- [Goal of the exercise] Report each line of the entries below that contains the string "narrow". Case matters.

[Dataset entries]
-- begin --

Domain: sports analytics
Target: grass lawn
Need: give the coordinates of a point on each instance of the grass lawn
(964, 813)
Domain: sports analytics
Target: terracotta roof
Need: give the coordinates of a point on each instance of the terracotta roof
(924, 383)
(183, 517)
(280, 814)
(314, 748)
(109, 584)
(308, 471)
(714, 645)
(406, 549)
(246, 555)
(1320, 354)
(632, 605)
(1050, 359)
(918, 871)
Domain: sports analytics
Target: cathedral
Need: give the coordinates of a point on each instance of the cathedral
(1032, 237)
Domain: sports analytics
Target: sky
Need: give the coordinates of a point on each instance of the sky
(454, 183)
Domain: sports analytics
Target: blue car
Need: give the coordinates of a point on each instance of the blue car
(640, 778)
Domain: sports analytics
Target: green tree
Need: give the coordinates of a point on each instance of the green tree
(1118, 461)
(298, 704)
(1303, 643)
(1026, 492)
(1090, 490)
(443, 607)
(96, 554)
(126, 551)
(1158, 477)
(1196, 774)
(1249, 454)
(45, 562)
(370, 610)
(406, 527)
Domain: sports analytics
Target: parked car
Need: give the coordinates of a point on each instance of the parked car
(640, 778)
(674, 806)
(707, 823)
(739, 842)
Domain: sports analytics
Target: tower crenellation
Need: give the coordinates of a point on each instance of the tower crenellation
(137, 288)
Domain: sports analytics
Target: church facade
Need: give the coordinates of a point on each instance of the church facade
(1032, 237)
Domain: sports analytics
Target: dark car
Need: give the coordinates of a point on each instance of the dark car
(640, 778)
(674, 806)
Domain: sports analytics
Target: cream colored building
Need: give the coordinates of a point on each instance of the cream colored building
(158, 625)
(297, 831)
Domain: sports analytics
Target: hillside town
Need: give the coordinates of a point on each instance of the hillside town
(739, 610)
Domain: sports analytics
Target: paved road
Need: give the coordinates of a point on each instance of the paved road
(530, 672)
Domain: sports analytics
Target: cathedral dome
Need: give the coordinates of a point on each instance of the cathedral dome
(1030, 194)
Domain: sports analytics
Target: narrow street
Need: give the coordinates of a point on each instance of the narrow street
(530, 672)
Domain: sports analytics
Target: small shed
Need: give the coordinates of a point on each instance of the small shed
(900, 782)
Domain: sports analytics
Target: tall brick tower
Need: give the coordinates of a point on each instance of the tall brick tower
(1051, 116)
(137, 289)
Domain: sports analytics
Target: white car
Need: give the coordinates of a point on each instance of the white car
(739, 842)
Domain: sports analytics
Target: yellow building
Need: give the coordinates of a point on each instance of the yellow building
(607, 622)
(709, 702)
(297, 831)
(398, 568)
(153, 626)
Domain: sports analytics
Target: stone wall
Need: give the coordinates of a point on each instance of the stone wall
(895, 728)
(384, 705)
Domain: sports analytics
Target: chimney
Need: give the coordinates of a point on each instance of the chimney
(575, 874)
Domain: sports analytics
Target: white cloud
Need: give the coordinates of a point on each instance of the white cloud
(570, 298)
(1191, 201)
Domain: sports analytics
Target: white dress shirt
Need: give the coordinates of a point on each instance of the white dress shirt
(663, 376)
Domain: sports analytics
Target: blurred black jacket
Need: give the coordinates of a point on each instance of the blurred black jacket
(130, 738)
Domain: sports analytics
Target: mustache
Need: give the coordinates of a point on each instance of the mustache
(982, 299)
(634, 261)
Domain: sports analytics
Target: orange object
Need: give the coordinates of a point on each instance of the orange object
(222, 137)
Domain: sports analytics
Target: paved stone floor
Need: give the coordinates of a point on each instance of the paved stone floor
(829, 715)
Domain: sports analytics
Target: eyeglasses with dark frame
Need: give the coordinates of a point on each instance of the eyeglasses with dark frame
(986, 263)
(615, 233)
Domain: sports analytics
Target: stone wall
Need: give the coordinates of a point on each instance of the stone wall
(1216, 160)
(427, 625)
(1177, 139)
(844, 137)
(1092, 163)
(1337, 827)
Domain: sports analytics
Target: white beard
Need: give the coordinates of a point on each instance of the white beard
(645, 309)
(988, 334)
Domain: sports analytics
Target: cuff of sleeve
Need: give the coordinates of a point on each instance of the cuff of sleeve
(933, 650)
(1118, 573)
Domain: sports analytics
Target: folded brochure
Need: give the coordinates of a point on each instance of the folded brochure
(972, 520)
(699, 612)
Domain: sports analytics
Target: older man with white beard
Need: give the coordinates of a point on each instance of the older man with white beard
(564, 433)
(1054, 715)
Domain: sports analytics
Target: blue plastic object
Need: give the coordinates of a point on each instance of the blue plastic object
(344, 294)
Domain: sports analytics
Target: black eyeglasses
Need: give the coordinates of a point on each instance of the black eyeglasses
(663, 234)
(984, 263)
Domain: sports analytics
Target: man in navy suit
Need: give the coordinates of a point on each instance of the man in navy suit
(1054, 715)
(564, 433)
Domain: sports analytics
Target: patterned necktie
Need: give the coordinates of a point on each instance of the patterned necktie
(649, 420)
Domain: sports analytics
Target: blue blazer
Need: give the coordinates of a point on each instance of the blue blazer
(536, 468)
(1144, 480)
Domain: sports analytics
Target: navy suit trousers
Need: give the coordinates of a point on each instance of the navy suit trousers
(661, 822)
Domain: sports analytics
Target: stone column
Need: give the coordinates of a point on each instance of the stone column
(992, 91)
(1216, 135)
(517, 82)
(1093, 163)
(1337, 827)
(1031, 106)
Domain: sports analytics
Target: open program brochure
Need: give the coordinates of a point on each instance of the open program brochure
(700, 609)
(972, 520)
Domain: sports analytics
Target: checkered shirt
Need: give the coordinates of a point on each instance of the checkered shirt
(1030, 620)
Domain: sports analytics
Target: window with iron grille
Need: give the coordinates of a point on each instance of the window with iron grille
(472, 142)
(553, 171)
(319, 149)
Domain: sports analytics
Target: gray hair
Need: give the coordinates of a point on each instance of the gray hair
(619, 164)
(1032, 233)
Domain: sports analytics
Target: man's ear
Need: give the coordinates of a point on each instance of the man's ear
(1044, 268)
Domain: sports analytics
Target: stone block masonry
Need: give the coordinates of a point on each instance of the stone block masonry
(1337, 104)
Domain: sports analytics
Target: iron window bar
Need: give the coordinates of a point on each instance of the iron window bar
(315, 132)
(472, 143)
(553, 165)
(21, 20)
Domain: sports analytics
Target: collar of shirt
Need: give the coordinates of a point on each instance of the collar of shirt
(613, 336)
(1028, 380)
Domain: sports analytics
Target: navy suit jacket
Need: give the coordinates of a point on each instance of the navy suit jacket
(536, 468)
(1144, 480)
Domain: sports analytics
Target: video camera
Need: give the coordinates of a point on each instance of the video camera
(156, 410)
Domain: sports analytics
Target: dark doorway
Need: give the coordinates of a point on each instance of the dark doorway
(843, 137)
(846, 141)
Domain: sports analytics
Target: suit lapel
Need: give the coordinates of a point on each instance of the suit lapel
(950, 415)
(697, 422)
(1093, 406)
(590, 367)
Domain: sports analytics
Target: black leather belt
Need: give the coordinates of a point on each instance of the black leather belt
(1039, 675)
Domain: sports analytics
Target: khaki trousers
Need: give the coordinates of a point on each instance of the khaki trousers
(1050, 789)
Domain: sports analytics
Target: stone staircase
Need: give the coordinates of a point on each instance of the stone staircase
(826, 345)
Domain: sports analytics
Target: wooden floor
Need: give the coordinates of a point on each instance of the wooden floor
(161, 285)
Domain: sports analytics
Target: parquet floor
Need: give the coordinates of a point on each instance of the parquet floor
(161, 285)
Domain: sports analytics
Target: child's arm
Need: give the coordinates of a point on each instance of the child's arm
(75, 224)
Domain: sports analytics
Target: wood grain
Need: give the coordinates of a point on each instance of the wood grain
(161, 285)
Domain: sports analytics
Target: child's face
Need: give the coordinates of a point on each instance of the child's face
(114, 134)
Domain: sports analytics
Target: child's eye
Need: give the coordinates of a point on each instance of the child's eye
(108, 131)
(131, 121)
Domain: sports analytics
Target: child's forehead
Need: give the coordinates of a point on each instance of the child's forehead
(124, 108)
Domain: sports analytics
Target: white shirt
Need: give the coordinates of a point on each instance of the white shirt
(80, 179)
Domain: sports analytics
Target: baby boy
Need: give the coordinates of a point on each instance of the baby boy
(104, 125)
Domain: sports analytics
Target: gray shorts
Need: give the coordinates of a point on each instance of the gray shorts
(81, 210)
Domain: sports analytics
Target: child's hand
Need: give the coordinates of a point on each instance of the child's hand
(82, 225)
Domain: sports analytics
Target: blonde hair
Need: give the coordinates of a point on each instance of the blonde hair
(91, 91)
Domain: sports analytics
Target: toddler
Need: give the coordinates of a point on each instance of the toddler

-- end --

- [Response to this exercise]
Target: narrow street
Need: give the coordinates of a point on each instance of the narrow street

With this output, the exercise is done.